DATASET EXCERPTS:
-------------------------

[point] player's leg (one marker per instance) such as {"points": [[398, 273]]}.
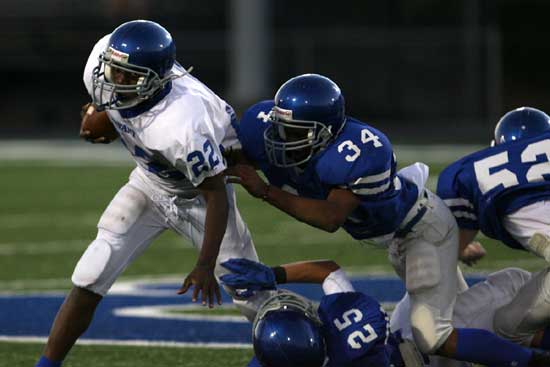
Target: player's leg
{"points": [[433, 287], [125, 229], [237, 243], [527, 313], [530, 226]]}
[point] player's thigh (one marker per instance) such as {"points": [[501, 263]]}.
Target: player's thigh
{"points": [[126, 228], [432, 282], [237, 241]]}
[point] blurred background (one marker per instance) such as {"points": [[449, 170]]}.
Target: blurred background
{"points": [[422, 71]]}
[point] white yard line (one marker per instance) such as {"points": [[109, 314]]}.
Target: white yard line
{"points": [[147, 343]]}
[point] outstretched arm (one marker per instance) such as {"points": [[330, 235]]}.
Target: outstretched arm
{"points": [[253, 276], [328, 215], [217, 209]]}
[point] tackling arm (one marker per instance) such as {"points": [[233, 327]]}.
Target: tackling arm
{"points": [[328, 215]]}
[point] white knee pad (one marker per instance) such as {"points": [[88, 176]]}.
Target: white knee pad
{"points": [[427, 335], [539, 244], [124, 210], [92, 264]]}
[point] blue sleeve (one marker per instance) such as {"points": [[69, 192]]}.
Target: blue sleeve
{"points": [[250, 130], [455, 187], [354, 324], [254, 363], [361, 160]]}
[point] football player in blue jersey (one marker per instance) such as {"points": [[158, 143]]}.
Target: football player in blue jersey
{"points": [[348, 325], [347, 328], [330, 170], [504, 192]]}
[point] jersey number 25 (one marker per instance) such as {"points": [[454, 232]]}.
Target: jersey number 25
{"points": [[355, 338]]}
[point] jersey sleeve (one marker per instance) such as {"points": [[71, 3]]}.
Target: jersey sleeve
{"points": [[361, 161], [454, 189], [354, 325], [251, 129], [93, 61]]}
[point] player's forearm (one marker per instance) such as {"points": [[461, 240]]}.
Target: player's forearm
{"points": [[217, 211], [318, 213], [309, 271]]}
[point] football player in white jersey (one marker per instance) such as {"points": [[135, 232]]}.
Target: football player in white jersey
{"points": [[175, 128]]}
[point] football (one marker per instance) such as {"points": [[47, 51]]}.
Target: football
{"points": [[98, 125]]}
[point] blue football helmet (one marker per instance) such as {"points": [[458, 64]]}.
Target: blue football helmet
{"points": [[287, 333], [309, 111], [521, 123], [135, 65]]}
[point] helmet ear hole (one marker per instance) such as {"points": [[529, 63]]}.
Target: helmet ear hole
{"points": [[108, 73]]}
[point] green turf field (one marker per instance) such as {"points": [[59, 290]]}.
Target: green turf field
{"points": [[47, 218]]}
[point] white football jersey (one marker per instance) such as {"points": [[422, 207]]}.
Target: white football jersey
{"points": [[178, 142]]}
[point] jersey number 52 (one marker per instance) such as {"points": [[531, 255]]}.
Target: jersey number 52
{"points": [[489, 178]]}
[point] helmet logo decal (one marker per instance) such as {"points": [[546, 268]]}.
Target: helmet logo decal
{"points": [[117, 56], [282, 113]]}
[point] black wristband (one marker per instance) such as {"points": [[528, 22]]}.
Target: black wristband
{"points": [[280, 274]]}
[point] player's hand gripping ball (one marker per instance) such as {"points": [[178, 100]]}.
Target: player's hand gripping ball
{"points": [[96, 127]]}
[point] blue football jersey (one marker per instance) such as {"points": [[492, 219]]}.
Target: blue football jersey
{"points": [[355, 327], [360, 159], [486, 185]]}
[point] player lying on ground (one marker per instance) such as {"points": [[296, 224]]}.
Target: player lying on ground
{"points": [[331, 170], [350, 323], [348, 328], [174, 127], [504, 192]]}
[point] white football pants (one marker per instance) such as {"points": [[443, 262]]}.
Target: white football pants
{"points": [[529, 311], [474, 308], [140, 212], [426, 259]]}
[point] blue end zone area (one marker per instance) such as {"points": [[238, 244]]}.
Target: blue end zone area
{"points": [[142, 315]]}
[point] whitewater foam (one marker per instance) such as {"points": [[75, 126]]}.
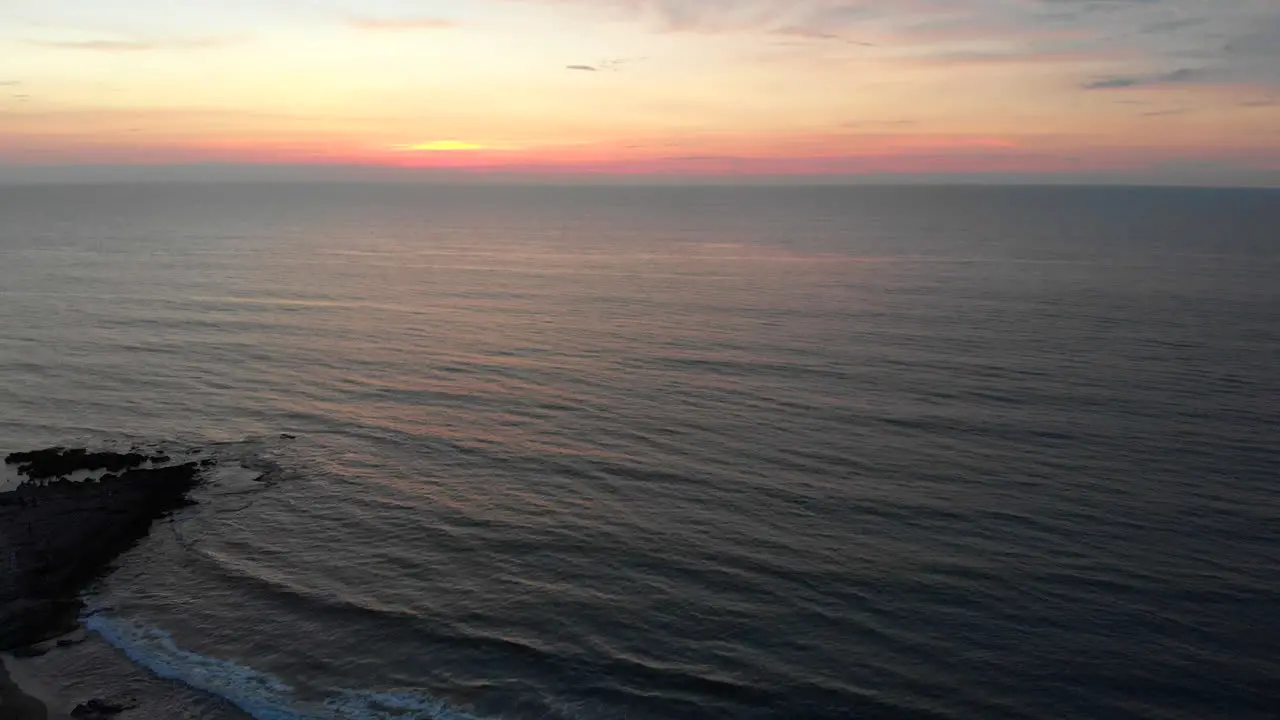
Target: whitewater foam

-------------------------

WORK TO BE COMPLETED:
Switch "one marker per instance" to "a single marker for each instance" throughout all of the lines above, keeping everything else unchanged, and leave the pictures out of your answer.

THE RESULT:
[point] player's leg (a single marker for each instance) such as {"points": [[398, 273]]}.
Target: player's leg
{"points": [[433, 287], [125, 229], [237, 243], [527, 313], [530, 226]]}
[point] player's thigh (a single marker for each instance) such as {"points": [[501, 263]]}.
Target: player's thigh
{"points": [[126, 228], [432, 282], [237, 241]]}
[point] blurred background (a single marker for each instance) such as {"points": [[449, 170]]}.
Target: blurred background
{"points": [[422, 71]]}
[point] white yard line (a single marker for each instance) such as {"points": [[109, 314]]}.
Target: white yard line
{"points": [[147, 343]]}
[point] outstretched arm (a single marker for each instance) such as {"points": [[330, 235]]}.
Target: outstretched arm
{"points": [[253, 276], [328, 215], [217, 209]]}
[point] tackling arm (a single marker for each instance) such as {"points": [[233, 327]]}.
Target: tackling arm
{"points": [[328, 215]]}
[point] white knee pad (a single marker for each instance) such as {"points": [[88, 176]]}.
Target: white knee pad
{"points": [[427, 335], [539, 244], [124, 210], [92, 264]]}
[point] blue sleeve (a single marker for each instance) such as {"points": [[69, 192]]}.
Target: blue sleeve
{"points": [[250, 130], [455, 187], [354, 324], [254, 363], [361, 160]]}
[point] football player in blue jersey (a single marker for each instance) such as {"points": [[158, 143]]}.
Target: football player in blue jersey
{"points": [[348, 325], [347, 328], [330, 170], [504, 192]]}
[point] jersey number 25 (a single marker for each instance) such as {"points": [[454, 232]]}.
Target: jersey number 25
{"points": [[355, 338]]}
[point] jersey sleeve (a single marker for each instance) such as {"points": [[71, 3]]}.
Target: jersey sleeve
{"points": [[361, 161], [454, 189], [354, 325], [251, 129], [93, 61]]}
[point] player's forearm (a single marker for each instance) such as {"points": [[461, 240]]}.
Target: player's forearm
{"points": [[217, 211], [318, 213], [309, 271]]}
[point] football player in white jersey (a single marker for each instance) such as {"points": [[135, 232]]}.
Target: football player in white jersey
{"points": [[175, 128]]}
[point] football (a single marker for each instance) such as {"points": [[47, 51]]}.
Target: football
{"points": [[98, 125]]}
[point] blue football helmet (a single marker for each instance) such as {"points": [[458, 64]]}.
Target: blue football helmet
{"points": [[287, 333], [309, 111], [521, 123], [135, 65]]}
[point] helmet ear hole (a single marker for each instance) such as {"points": [[529, 63]]}.
Target: helmet ear hole
{"points": [[108, 73]]}
[point] green turf field (a single marker for each instance) such as {"points": [[59, 290]]}.
Target: green turf field
{"points": [[47, 218]]}
[point] white football jersey (a single marker for each instance) such as {"points": [[422, 207]]}.
Target: white football jersey
{"points": [[178, 142]]}
[point] jersey number 52 (a single marker for each instance) such as {"points": [[531, 255]]}.
Target: jersey number 52
{"points": [[489, 178]]}
[point] helmet logo decal (a single marker for each instance) such as {"points": [[546, 268]]}.
Target: helmet logo decal
{"points": [[117, 56], [282, 113]]}
[point] black wristband (a single marker for each instance) such as {"points": [[528, 22]]}.
Target: black wristband
{"points": [[280, 274]]}
[point] player's hand gripping ball (a single marker for each instance) such as {"points": [[178, 100]]}.
Target: player's hand gripping ball
{"points": [[96, 127]]}
[point] blue football jersey (a single marker for each instance) such as {"points": [[492, 219]]}.
Target: blue football jersey
{"points": [[355, 327], [360, 159], [486, 185]]}
[point] player lying on ground (a single marker for each instance) such as {"points": [[296, 224]]}.
Target: player lying on ground
{"points": [[331, 170], [350, 323], [348, 328], [174, 127], [504, 192]]}
[point] white football pants (a single marker for each instance) such as {"points": [[443, 262]]}.
Target: white football pants
{"points": [[529, 311], [474, 308], [140, 212], [426, 259]]}
[point] blue end zone area (a single marker for each instance) such as {"points": [[238, 244]]}.
Target: blue end zone area
{"points": [[142, 315]]}
[point] whitewater foam (a single marker for each instance) such as {"points": [[75, 126]]}.
Target: whitewater foam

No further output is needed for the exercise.